- Exercise goal
What do the lines say from the one containing "task | mark one point on each instance of the speckled" to the end of the records? Restate them word for word, and only those.

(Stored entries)
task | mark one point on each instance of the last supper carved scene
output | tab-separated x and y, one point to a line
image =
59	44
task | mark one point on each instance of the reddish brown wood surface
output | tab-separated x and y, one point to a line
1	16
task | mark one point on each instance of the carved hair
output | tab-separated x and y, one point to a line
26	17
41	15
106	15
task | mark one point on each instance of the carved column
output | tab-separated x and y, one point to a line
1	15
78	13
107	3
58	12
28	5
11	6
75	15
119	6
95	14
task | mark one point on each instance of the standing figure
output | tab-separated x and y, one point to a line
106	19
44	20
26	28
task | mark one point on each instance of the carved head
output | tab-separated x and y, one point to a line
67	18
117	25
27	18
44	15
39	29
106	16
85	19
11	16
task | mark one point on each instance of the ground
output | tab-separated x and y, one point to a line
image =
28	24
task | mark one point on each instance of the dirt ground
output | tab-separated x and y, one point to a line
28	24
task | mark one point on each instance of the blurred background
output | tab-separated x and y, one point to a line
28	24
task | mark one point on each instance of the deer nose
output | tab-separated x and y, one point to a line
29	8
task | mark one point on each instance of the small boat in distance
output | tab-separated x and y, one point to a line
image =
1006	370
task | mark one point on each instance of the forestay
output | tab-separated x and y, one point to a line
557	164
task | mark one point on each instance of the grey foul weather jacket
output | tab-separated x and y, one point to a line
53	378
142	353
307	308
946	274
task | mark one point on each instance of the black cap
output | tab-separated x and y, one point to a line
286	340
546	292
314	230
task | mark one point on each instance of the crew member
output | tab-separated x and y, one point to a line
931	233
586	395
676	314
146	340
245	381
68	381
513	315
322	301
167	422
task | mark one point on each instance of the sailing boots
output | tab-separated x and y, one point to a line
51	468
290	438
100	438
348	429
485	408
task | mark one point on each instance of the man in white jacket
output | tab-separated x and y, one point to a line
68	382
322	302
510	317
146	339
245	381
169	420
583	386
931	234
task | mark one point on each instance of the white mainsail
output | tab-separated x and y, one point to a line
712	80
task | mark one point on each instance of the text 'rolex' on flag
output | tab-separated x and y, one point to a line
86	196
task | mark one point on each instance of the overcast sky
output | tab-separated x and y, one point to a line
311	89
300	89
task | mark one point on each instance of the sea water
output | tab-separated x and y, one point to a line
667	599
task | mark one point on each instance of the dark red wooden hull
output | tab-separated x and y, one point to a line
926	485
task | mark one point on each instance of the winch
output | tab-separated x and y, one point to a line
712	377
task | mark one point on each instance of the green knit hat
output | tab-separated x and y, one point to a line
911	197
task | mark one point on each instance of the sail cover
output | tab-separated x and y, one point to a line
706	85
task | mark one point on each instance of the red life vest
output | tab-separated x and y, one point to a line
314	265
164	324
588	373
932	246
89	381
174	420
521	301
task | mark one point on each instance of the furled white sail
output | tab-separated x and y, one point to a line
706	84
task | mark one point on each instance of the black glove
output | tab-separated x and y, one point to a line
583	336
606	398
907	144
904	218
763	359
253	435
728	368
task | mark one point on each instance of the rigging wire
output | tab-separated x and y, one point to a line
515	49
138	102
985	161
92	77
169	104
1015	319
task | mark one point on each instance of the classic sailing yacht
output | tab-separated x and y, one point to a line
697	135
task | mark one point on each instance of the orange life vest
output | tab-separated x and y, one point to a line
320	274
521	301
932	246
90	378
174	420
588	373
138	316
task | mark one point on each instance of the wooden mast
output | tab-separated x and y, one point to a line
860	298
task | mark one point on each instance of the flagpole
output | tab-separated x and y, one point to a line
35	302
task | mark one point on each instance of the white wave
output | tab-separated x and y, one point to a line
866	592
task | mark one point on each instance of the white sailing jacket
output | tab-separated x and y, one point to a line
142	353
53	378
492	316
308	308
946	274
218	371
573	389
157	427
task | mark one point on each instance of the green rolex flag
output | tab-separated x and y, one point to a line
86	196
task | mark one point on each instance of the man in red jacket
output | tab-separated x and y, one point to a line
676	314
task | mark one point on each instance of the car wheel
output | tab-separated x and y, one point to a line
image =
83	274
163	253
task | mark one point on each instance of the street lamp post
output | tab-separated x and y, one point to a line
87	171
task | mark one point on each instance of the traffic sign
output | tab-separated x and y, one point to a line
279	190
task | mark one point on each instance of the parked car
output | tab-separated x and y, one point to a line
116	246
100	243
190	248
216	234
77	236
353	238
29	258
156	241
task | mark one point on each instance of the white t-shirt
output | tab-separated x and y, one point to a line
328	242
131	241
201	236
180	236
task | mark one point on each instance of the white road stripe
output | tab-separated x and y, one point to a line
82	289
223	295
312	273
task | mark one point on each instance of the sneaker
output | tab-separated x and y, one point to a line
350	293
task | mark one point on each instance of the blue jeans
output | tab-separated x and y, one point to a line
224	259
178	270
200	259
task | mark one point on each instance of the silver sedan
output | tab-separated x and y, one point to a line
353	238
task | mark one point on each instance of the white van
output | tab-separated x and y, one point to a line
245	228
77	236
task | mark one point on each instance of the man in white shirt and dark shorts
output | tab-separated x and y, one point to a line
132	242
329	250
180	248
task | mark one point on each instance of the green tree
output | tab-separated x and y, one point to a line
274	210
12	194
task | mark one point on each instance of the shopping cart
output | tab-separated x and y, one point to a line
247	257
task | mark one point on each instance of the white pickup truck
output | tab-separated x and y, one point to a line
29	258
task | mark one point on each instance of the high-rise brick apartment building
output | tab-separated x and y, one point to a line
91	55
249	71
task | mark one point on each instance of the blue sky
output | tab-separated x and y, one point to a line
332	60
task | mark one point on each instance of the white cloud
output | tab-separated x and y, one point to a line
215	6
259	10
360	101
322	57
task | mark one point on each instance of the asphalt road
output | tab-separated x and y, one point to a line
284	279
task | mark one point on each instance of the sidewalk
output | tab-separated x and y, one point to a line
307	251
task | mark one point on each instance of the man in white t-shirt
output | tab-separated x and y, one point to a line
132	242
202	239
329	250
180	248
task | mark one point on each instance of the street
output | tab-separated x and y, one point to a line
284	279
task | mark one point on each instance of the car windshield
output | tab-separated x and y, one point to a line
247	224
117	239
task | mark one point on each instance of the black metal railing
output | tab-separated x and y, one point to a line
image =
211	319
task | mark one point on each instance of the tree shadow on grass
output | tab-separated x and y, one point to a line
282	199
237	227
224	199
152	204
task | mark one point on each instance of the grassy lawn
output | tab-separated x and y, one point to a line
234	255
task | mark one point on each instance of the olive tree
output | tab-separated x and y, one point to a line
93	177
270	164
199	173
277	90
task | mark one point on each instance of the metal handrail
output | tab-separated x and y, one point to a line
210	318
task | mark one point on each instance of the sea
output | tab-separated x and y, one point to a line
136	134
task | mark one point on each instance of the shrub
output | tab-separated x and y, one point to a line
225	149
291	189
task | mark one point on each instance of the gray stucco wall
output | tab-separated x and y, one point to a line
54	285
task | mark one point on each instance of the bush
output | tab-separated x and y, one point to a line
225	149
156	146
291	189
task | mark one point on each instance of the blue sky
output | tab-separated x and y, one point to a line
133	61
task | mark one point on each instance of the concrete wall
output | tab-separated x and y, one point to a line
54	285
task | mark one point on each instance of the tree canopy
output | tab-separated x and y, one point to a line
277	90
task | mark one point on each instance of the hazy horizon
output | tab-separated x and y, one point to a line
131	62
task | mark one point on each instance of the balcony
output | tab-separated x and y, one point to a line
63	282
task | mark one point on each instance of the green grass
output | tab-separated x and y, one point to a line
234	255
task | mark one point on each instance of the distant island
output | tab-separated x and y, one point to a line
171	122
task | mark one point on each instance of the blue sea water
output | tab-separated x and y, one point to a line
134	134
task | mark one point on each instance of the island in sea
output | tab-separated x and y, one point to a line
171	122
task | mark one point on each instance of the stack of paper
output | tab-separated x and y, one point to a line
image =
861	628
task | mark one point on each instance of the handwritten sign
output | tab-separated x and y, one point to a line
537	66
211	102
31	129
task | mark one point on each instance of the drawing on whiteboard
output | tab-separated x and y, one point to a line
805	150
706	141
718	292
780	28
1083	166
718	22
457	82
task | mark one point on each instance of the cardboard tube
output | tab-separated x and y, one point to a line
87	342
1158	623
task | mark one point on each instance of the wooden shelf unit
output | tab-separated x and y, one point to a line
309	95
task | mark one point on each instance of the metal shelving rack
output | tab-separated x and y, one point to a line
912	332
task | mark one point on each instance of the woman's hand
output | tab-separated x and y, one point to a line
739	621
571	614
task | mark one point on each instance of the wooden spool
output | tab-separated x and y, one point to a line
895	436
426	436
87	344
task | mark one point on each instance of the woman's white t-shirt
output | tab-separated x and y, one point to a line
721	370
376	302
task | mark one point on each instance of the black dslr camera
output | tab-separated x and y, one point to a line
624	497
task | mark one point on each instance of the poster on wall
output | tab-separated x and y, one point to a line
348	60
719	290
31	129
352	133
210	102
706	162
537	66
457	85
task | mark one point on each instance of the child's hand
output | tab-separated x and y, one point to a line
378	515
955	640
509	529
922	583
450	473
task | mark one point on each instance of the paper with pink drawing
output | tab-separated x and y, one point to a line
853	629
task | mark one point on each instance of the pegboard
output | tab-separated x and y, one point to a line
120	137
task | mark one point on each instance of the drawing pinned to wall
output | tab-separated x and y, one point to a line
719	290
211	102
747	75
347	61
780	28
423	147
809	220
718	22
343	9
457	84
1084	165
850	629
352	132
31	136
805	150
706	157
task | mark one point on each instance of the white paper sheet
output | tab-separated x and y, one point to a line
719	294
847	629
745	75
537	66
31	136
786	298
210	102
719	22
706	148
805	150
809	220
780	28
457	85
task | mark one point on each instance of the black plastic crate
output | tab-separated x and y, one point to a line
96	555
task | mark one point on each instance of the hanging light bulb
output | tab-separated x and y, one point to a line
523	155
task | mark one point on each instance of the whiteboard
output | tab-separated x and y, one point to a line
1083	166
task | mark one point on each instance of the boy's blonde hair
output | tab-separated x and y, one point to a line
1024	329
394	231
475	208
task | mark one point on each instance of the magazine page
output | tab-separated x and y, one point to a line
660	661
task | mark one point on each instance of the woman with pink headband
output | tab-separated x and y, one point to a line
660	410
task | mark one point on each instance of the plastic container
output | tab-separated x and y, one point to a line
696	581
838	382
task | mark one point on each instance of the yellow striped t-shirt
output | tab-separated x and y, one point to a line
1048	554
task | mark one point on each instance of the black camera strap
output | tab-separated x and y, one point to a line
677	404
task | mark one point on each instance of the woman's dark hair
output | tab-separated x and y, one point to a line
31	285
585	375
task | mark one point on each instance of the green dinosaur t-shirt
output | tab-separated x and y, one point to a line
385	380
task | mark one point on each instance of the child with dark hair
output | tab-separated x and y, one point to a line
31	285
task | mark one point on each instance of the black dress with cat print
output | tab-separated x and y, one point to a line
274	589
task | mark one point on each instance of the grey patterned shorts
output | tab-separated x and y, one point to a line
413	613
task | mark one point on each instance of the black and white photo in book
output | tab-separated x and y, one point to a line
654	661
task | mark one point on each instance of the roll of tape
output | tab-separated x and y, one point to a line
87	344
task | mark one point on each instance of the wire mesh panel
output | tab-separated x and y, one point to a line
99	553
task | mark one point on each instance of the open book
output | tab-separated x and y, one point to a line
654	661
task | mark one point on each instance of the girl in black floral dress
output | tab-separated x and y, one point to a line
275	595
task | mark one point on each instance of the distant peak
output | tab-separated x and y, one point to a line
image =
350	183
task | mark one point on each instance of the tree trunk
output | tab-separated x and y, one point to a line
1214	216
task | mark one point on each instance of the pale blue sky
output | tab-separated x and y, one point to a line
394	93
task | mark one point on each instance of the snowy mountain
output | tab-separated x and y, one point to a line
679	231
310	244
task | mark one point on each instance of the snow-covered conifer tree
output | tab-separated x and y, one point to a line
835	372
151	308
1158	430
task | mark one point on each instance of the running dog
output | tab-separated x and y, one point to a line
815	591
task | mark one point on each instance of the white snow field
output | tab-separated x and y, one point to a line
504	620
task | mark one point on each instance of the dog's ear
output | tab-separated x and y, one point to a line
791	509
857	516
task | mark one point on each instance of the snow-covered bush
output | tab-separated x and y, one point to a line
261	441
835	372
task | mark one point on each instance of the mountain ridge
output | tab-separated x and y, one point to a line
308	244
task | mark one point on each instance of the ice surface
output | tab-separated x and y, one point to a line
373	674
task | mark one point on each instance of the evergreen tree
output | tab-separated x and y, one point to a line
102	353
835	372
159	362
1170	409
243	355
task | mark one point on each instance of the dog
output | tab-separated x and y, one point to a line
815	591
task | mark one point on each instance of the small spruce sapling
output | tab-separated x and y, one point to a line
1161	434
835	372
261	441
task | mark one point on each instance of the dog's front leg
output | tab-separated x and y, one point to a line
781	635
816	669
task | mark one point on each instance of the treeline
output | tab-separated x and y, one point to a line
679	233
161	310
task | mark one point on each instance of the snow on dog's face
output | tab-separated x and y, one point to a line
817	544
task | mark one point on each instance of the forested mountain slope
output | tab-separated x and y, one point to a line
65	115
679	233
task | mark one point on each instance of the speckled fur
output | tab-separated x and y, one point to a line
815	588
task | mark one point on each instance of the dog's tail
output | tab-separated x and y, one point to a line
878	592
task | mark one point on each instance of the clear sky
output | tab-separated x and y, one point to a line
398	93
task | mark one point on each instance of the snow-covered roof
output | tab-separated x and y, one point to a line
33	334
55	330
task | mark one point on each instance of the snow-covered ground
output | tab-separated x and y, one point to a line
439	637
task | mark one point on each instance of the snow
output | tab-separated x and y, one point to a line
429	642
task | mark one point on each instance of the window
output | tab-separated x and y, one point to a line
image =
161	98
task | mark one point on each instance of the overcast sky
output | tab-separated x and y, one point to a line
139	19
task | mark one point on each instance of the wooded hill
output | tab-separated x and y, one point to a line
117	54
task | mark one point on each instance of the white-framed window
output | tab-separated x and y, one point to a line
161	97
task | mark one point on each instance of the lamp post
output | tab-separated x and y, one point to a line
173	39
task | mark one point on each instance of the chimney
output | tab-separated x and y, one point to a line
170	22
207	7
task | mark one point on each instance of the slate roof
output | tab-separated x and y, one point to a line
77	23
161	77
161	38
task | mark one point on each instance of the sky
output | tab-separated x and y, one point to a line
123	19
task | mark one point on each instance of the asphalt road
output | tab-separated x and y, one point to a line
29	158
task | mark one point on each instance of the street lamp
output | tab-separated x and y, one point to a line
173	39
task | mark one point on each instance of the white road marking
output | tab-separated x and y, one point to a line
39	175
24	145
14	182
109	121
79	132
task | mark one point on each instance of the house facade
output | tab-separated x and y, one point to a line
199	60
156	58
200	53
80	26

- Answer for the task
task | mark one point on each instance of the speckled fur
output | tab-separated x and y, one point to a line
815	588
task | mark one point on each instance of the dog's tail
output | tab-separated x and y, one point to a line
878	592
task | mark one point on each instance of the clear sky
output | tab-separated x and y, one point to a line
398	93
task | mark one point on each instance of the snow-covered roof
output | tab-separated x and y, one point to a line
33	334
55	330
task | mark one point on each instance of the snow-covered ground
output | tab-separated x and y, one point to a line
439	637
task | mark one point on each instance of the snow
output | tab-separated x and y, one point to a line
429	642
task | mark one point on each instance of the window
output | tab-separated x and y, one point to a line
image =
161	98
task | mark one point on each instance of the overcast sky
output | tab-separated x and y, one point to a line
139	19
task | mark one point on each instance of the wooded hill
output | tab-separated x and y, one point to a line
117	54
task | mark one point on each instance of the white-framed window
output | tab-separated x and y, one point to a line
161	97
task | mark one point on each instance of the lamp post
output | tab-separated x and y, one point to a line
173	39
task | mark one point on each instance of the chimney
output | tab-separated x and y, one point to a line
170	22
207	7
task | mark one point on each instance of the slate roof
output | tab-separated x and y, one point to a line
77	23
161	77
161	38
task | mark one point on each instance of the sky
output | tab-separated x and y, one point to a line
123	19
task | mark one point on each instance of the asphalt road
output | tab-separated x and y, one point to a line
29	158
task | mark one point on each instance of the street lamp
output | tab-separated x and y, one point to a line
173	39
task | mark one point on each instance of the white road marking
output | tab-separated x and y, one point to a line
39	175
24	145
14	182
109	121
79	132
task | mark one point on each instance of the house facade
output | tab-separated x and y, one point to a line
199	60
156	58
200	53
80	26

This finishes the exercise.